### Brano di partenza
La nostra prima tappa è Konso, nella cui area vive l’etnia Konso della quale visitiamo il villaggio chiamato New York (sic!). In realtà si tratta di Gesergio, ma la denominazione è dovuta alle torreggianti concrezioni della valle sui si affaccia. Tuttavia la strada – sempre “buona” ma sempre lenta – è ancora lunga per Turmi, sede di un importante mercato punto di ritrovo soprattutto per l’etnia Hamer, dove arrivando domenica sera troviamo che si è riversato tutto il turismo del Sud Etiopia: ci saranno almeno cento fuoristrada! In effetti si tratta della tappa obbligata del lunedì, giorno di mercato, dove chi proviene dai quattro punti cardinali si dà convegno. Malgrado i dubbi serali di gente come noi, che soffre la presenza di troppi consimili,… scopriremo che ne vale la pena.

9 agosto – da Turmi a Murulle (Omo River)

Ore di viaggio: 4; km: 60; tipo di percorso: pista sterrata

Al mattino, sveglia e abituale rapido smontaggio, per recarsi non al mercato ma al letto del fiume che si trova all’ingresso di Turmi, verso Konso: si tratta di un buon posto per osservare gli Hamer che percorrono a piedi la strada verso il villaggio. Qui al fiume numerosi di loro si fermano, scavano rapidamente una buca per trovare l’acqua (circa 50 cm sotto la ghiaia) con cui impastare l’argilla rossa e bianca per decorare il corpo. Qui si fanno gli incontri che valgono il viaggio: noi e Hamer che mostrano il solito AK47; sorridono con pochi denti; scambiano i loro seggiolini o le zucche decorate per trasportare il burro o piccoli altri oggetti; si lasciano ammirare e fotografare per uno o due bir (10 bir = 1 euro). Al mercato, poi, li ritroviamo intenti a vendere erbe, burro, pellame, i loro oggetti. Li ritroviamo insieme a tutti gli stranieri di Turmi ma, per fortuna, si fanno i fatti loro, lasciando agli stranieri il vezzo di bighellonare fotografando, comprando, guardando…

La nostra pista lascia il villaggio percorrendo la savana che porta all’Omo -:uno dei mitici fiumi africani – che ci mostra una natura dove, finalmente, è più facile l’incontro con una ricca avifauna, dik dik e gazzelle. La destinazione, d’altra parte, è Murulle: un ben attrezzato campo di caccia sulla sponda dell’Omo, dove la ristoratrice pastasciutta e la visita delle timide scimmie colobo (o columbus) ci ristorano ampiamente.

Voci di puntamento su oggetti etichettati
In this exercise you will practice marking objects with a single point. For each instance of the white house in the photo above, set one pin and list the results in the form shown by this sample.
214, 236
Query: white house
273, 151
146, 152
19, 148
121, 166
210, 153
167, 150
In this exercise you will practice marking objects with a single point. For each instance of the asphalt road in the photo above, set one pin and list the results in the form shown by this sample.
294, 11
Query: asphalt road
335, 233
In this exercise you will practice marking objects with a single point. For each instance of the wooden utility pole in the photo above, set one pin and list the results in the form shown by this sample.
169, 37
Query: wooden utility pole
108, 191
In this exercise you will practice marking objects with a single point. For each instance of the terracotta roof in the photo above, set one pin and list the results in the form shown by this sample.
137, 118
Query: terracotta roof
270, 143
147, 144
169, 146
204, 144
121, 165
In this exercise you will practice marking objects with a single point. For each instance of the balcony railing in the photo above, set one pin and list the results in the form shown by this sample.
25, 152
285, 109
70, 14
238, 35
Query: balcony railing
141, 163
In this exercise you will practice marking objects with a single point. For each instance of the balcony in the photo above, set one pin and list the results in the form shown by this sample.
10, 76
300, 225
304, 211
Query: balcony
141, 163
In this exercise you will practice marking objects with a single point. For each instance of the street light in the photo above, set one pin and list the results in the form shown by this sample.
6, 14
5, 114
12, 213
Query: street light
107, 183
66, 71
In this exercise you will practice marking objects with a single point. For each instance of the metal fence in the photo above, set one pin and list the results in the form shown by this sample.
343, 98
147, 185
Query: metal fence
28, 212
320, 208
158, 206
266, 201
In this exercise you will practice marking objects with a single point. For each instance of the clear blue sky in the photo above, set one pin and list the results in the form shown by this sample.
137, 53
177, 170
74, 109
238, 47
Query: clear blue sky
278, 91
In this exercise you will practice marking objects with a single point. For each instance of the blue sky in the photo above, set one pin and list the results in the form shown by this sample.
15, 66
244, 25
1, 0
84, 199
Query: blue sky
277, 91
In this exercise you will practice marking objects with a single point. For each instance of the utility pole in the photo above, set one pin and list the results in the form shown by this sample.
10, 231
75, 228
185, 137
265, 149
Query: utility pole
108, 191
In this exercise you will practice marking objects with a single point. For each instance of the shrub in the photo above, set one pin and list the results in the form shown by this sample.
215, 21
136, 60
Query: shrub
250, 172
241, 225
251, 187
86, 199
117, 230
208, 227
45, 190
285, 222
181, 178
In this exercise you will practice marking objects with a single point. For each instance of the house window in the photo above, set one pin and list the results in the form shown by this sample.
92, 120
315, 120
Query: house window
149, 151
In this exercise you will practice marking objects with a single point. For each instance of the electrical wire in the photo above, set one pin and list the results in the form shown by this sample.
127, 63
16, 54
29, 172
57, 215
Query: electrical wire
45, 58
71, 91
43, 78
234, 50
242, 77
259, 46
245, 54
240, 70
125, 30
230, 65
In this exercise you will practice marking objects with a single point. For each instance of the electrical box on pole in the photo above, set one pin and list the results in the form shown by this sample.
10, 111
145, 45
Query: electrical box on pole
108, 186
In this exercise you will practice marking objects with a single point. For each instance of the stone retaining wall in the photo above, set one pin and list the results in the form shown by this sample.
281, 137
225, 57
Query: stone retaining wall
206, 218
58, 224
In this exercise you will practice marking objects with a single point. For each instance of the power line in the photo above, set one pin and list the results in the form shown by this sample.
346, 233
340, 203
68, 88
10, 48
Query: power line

### Obiettivo dell'esercizio
Prosegui il diario di viaggio nel Sud Etiopia riportato sopra, partendo dalla frase che segue l'arrivo al campo di Murulle.

### Risposta all'esercizio
10 agosto – da Murulle al Mago Park

Ore di viaggio: 5; km: 80; tipo di percorso: pista sterrata

Savana, savana a perdita d’occhio come solo certa Africa sa proporti. Ma anche acqua e foreste rigogliose. Questo ci sta offrendo l’Etiopia e la sua gente, di cui conosciamo in prima mattina il gruppo dei Karo. Da Murulle, per il Mago Park, pochi chilometri di deviazione portano a un villaggio che si affaccia da un promontorio su un’ansa dell’Omo: qui i Karo sono intenti nei loro lavori tradizionali e… ci aspettano per richiedere “la tassa in bir” per le fotografie: vuoi una foto di gruppo? Bene 5 Karo a due bir ciascuno, fa 10. E attenzione a non alzare l’obiettivo senza scattare… la tassa scatta anche se non scatti…e poi glielo spieghi tu che è una digitale, che provavi l’inquadratura ma poi… E’ uno strano miscuglio di progressive contaminazioni tra chi resta, i Karo, e chi va, gli stranieri, che sta snaturando le attività quotidiane del gruppo – sempre più “rappresentate” e sempre meno “genuine” – introducendo l’avanzatissimo concetto di “proprietà della propria immagine”, ormai acquisito nei mercati occidentali! Il progresso è inarrestabile, come noi nel nostro viaggio che procede verso il Mago National Park: circa 2000 km quadrati di savana e montagne, là dove andremo a incontrare i Mursi. Ma prima: il bagno! Finalmente sistemiamo il campo a qualche chilometro dalla casa dei ranger, sulla riva del piccolo fiume che ci permette un tuffo e una rinfrescata (pulizia!).

11 agosto – dal Mago Park a Jinka

Ore di viaggio: 3; km: 35; tipo di percorso: nei primi 8 km “fango nero” subito dopo la pioggia che rallenta molto la marcia, poi pista sterrata.

Dal bivio sulla pista Mago Park per Jinka al villaggio Mursi: ore di viaggio: 1 e 30; km: 40 tipo di percorso: pista sterrata.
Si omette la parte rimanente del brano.